## Passage given

Flying the leeward hull
Tuesday January 8th 2002, Author: James Boyd, Location: United Kingdom

Cat sailor Paul Larsen (right) with designer Malcolm Barnsley and his new creation
As speed freaks go, Australian cat sailor Paul Larsen ranks in the top league. A former Team Philips crewman, Larsen ended up sailing round the world with Tony Bullimore on Team Legato in The Race and since then has been one of the regular crew on Cam Lewis' Team Adventure, which many view as the fastest of the Ollier twin-hulled giants. Most recently Larson discovered short handed offshore sailing, winning the 50ft class in the Transat Jacques Vabre with former Team Philips crewmate Alex Bennett.
So what could possibly be a greater adrenalin rush for such a velocity junkie than a giant cat? The answer: a radical craft designed to demolish the outright World Speed Sailing record. At London Boat Show, Paul Larsen has been touting his latest project, designed by British naval architect Malcolm Barnsley.
It would be hard to find someone better qualified than Larsen to be test pilot of this craft, but this is not just to his recent career sailing big cats.

## Entries from a data collection
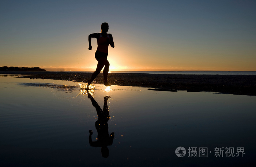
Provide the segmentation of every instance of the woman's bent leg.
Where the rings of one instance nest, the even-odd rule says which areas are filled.
[[[109,86],[110,85],[108,82],[108,75],[109,73],[109,62],[106,59],[105,60],[104,65],[105,67],[103,70],[103,76],[104,77],[104,85],[106,86]]]
[[[102,61],[103,60],[100,59],[98,62],[97,65],[97,68],[95,71],[91,75],[91,79],[88,81],[88,85],[90,85],[91,83],[94,80],[94,79],[98,76],[98,74],[101,72],[101,71],[103,68],[104,66],[104,61]]]

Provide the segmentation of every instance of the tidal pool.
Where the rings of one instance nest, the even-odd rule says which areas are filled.
[[[1,166],[256,164],[256,96],[19,76],[0,75]]]

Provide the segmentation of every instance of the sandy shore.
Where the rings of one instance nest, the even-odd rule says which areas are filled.
[[[23,77],[31,79],[50,79],[83,82],[86,82],[92,74],[90,73],[79,72],[9,72],[8,73],[29,74],[30,75]],[[108,78],[110,85],[160,89],[164,91],[214,92],[256,96],[256,75],[110,73],[109,74]],[[102,84],[103,81],[103,74],[101,73],[96,78],[94,82]]]

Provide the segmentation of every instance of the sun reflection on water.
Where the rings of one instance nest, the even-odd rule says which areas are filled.
[[[80,86],[81,89],[93,89],[95,88],[94,86],[94,84],[91,84],[89,85],[89,87],[88,87],[88,85],[86,85],[84,83],[80,84],[79,83],[79,86]]]
[[[104,91],[106,92],[108,92],[111,90],[112,89],[110,88],[110,86],[107,86],[107,87],[104,89]]]

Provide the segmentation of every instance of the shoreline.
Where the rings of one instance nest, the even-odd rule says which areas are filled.
[[[87,83],[91,73],[6,71],[4,74],[22,74],[31,79],[48,79]],[[3,74],[4,73],[4,74]],[[188,92],[211,92],[237,95],[256,96],[255,75],[160,74],[110,73],[110,85],[139,86],[157,90],[186,90]],[[103,84],[103,73],[94,80]]]

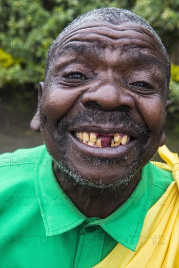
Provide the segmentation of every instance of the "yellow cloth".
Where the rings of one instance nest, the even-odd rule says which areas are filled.
[[[148,211],[136,251],[118,244],[96,268],[179,267],[179,157],[165,145],[158,152],[167,164],[155,164],[172,172],[174,181]]]

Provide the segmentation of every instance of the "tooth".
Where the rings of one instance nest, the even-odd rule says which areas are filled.
[[[79,139],[80,141],[82,141],[82,132],[80,132]]]
[[[89,135],[87,132],[83,132],[82,134],[82,139],[83,141],[88,141],[89,140]]]
[[[94,146],[94,145],[95,145],[95,142],[94,142],[94,141],[91,141],[91,140],[90,140],[88,142],[88,145],[90,145],[90,146]]]
[[[114,135],[114,140],[115,143],[115,145],[119,145],[121,141],[121,137],[118,133],[116,133]]]
[[[114,139],[113,139],[111,140],[111,147],[113,147],[115,146],[115,145],[114,143]]]
[[[94,133],[90,133],[90,141],[94,142],[97,141],[97,136]]]
[[[97,142],[96,143],[96,146],[98,147],[101,147],[101,139],[97,139]]]
[[[122,137],[120,142],[123,145],[125,145],[125,144],[126,144],[128,138],[128,135],[124,135],[124,136]]]

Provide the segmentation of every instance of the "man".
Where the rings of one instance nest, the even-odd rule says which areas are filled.
[[[165,143],[170,74],[129,11],[93,10],[60,35],[31,123],[46,149],[2,157],[2,267],[177,267],[177,184],[148,163]]]

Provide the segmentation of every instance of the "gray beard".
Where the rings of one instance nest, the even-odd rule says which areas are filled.
[[[108,114],[107,113],[108,115]],[[88,115],[90,117],[88,117]],[[109,122],[113,123],[115,126],[118,126],[119,122],[123,122],[123,125],[124,126],[127,124],[130,124],[133,126],[133,128],[136,129],[136,131],[139,134],[142,135],[143,139],[143,144],[145,144],[147,142],[150,133],[147,128],[145,126],[141,127],[137,124],[137,122],[135,122],[133,118],[130,118],[128,115],[124,112],[111,112],[110,115],[107,116],[106,113],[102,111],[99,111],[93,109],[88,109],[85,111],[80,112],[77,115],[76,115],[74,117],[68,120],[67,118],[63,118],[59,121],[58,129],[48,129],[49,124],[47,122],[45,121],[41,118],[40,116],[40,125],[43,122],[43,124],[45,124],[46,127],[46,131],[50,131],[50,135],[51,137],[51,140],[57,143],[57,145],[59,146],[59,154],[60,155],[60,160],[57,161],[54,159],[52,155],[51,157],[54,162],[57,165],[57,167],[61,172],[61,180],[65,180],[66,182],[70,183],[73,182],[73,183],[79,187],[84,188],[93,187],[99,189],[100,192],[108,191],[109,192],[115,191],[117,189],[123,187],[124,185],[126,185],[129,182],[136,174],[139,171],[139,167],[141,166],[140,164],[142,162],[140,155],[142,155],[142,149],[138,154],[139,156],[134,159],[133,162],[129,166],[127,165],[127,156],[123,155],[120,158],[100,158],[92,157],[89,157],[86,155],[84,155],[80,154],[78,152],[76,151],[75,147],[72,143],[70,143],[69,145],[70,147],[70,150],[75,153],[76,156],[80,159],[83,161],[90,161],[93,163],[93,165],[95,167],[100,165],[103,165],[106,167],[109,165],[117,165],[118,163],[122,162],[123,165],[125,165],[129,171],[128,173],[124,177],[120,178],[120,179],[117,175],[116,178],[114,178],[113,182],[110,181],[106,181],[102,179],[96,182],[90,181],[90,178],[88,179],[85,178],[81,176],[80,172],[77,172],[73,166],[67,165],[66,159],[66,150],[65,148],[65,139],[66,135],[66,130],[67,129],[69,125],[75,125],[77,123],[82,123],[84,121],[83,118],[85,118],[85,122],[89,124],[91,122],[95,122],[97,125],[100,124],[100,122]],[[82,118],[82,119],[81,119]],[[100,118],[100,120],[99,119]],[[57,134],[58,133],[58,134]],[[56,133],[56,134],[54,133]],[[60,141],[63,140],[64,144],[62,147],[58,144],[60,144]],[[66,143],[67,144],[67,143]],[[135,149],[135,148],[134,148]],[[47,148],[48,150],[48,148]],[[101,177],[102,174],[101,174]]]
[[[71,148],[73,146],[71,145]],[[73,151],[74,152],[74,151]],[[104,159],[104,158],[94,158],[92,157],[85,157],[85,159],[82,157],[79,153],[75,152],[75,153],[77,157],[82,160],[87,160],[88,161],[92,162],[94,166],[99,166],[99,165],[103,165],[105,167],[107,167],[109,165],[117,164],[118,162],[124,161],[125,162],[127,159],[127,156],[124,156],[121,159]],[[124,185],[127,185],[131,179],[135,176],[138,172],[137,169],[137,164],[139,165],[139,163],[142,162],[140,159],[138,159],[134,162],[128,166],[129,169],[128,173],[122,179],[119,179],[117,177],[114,178],[114,182],[111,182],[110,181],[106,181],[101,179],[99,181],[96,182],[90,181],[89,179],[86,179],[83,177],[81,174],[78,173],[73,168],[70,168],[67,166],[63,161],[57,161],[52,156],[51,157],[61,172],[61,177],[60,179],[62,181],[65,181],[68,184],[72,183],[74,185],[78,187],[83,188],[92,187],[97,188],[99,190],[99,193],[103,193],[103,192],[107,192],[109,193],[114,193],[119,189],[123,188]]]

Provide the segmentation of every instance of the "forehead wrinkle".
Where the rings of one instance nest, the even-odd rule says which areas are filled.
[[[106,48],[106,46],[104,45],[103,47],[102,47],[98,45],[98,44],[97,45],[94,45],[94,44],[89,44],[87,43],[86,45],[84,44],[79,45],[79,43],[75,44],[73,42],[69,43],[57,53],[58,56],[56,60],[59,60],[60,57],[67,58],[69,60],[69,58],[71,58],[72,60],[74,58],[74,60],[73,61],[75,62],[75,59],[78,58],[78,56],[80,57],[80,56],[83,56],[84,58],[93,57],[97,59],[100,59],[101,57],[104,56],[105,53],[104,48]],[[112,54],[113,54],[112,50],[114,48],[112,46],[111,48],[108,47],[108,48],[111,50]],[[141,50],[142,52],[141,52]],[[151,56],[147,55],[148,52],[151,54]],[[141,63],[141,61],[142,62],[145,61],[150,63],[152,63],[153,64],[157,66],[158,68],[163,68],[163,66],[158,60],[158,58],[156,57],[156,55],[155,54],[152,54],[152,51],[148,48],[145,47],[144,46],[139,46],[133,44],[124,44],[120,48],[120,56],[119,57],[118,56],[116,57],[118,60],[120,60],[119,57],[121,54],[123,56],[126,54],[128,60],[134,61],[135,59],[136,62],[139,62],[139,64]],[[81,58],[80,59],[81,59]],[[68,61],[69,61],[68,60]]]
[[[78,56],[82,55],[84,57],[88,57],[89,56],[95,56],[98,58],[103,54],[103,47],[101,46],[95,45],[94,44],[85,45],[84,44],[69,43],[62,49],[59,49],[59,52],[57,53],[58,58],[60,57],[67,57],[72,56],[77,57]]]

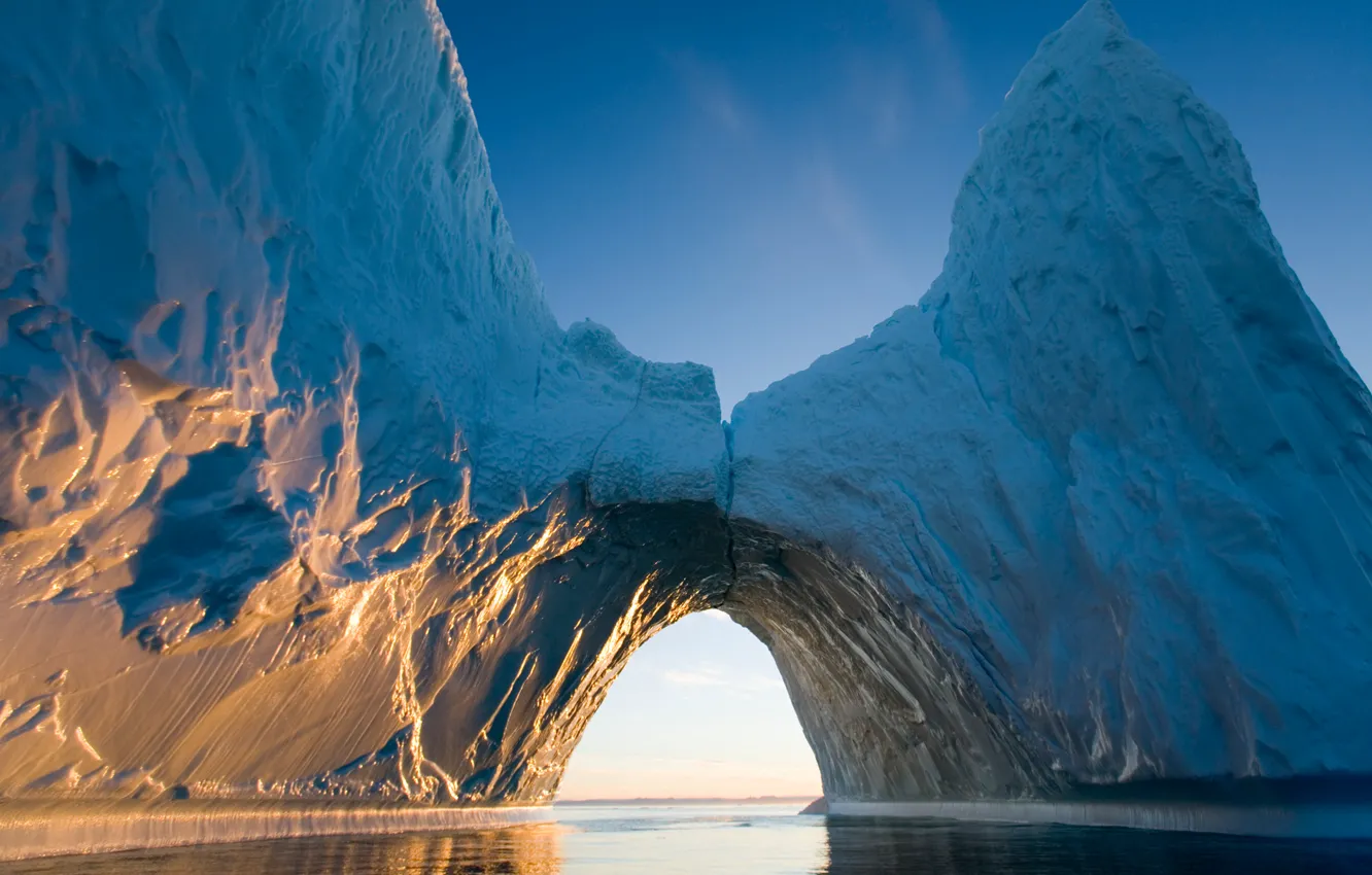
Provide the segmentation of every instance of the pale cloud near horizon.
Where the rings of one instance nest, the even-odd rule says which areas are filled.
[[[971,89],[948,19],[938,4],[934,0],[888,0],[888,8],[893,19],[919,37],[938,97],[954,110],[966,110]]]
[[[693,51],[663,52],[686,97],[718,128],[734,136],[748,133],[748,112],[733,78],[719,64]]]

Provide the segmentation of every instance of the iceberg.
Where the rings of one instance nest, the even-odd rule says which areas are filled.
[[[8,15],[7,805],[543,802],[705,608],[836,811],[1372,775],[1372,398],[1104,0],[927,295],[727,424],[557,325],[432,1]]]

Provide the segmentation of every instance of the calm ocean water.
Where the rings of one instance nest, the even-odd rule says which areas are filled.
[[[332,837],[56,857],[0,874],[1372,874],[1369,842],[799,816],[793,805],[560,806],[487,832]]]

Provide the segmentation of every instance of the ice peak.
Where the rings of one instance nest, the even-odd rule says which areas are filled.
[[[1092,33],[1115,32],[1128,36],[1129,30],[1115,11],[1110,0],[1087,0],[1077,14],[1067,19],[1067,23],[1058,29],[1058,33],[1077,33],[1089,30]]]

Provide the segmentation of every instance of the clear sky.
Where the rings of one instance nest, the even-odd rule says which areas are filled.
[[[558,318],[711,365],[727,417],[918,300],[978,128],[1080,3],[439,5]],[[1372,374],[1372,1],[1115,7],[1228,118],[1288,261]],[[740,627],[678,624],[612,690],[565,795],[808,791],[778,684]]]

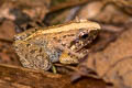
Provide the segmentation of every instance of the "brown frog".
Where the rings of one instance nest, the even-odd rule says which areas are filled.
[[[78,51],[90,44],[100,25],[76,20],[50,28],[31,29],[14,36],[14,48],[24,67],[48,70],[53,63],[77,64],[84,56]]]

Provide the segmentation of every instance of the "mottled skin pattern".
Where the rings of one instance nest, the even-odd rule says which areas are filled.
[[[13,45],[24,67],[48,70],[55,62],[77,64],[77,51],[91,43],[98,30],[100,26],[95,22],[73,21],[45,30],[31,29],[20,33],[14,36]]]

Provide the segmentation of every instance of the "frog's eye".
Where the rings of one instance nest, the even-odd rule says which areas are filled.
[[[88,33],[87,32],[80,32],[79,37],[86,38],[86,37],[88,37]]]
[[[86,38],[86,37],[88,37],[88,34],[84,34],[81,37],[82,37],[82,38]]]

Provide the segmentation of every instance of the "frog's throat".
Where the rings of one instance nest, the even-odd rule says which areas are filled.
[[[89,21],[85,21],[85,22],[74,22],[74,23],[69,23],[69,24],[64,24],[62,26],[57,26],[57,28],[51,28],[48,30],[38,30],[37,32],[35,32],[34,34],[30,35],[26,40],[40,35],[40,34],[48,34],[48,33],[58,33],[58,32],[65,32],[65,31],[70,31],[70,30],[76,30],[76,29],[89,29],[89,30],[100,30],[101,26],[96,23],[96,22],[89,22]]]

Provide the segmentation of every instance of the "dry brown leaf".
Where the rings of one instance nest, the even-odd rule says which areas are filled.
[[[125,31],[105,51],[89,54],[84,65],[107,82],[119,88],[132,87],[132,29]]]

## Challenges
A) Reproduce the portion of the article about Paul Larsen starting at "So what could" and ending at "architect Malcolm Barnsley.".
B) Answer these questions from the article about Paul Larsen.
(i) In which class did Larsen win the Transat Jacques Vabre?
(ii) At what event has Larsen been promoting his latest project?
(iii) What record is the new craft designed to break?
Work from the article about Paul Larsen alone.

## Per-task answers
A)
So what could possibly be a greater adrenalin rush for such a velocity junkie than a giant cat? The answer: a radical craft designed to demolish the outright World Speed Sailing record. At London Boat Show, Paul Larsen has been touting his latest project, designed by British naval architect Malcolm Barnsley.

B)
(i) The 50ft class.
(ii) The London Boat Show.
(iii) The outright World Speed Sailing record.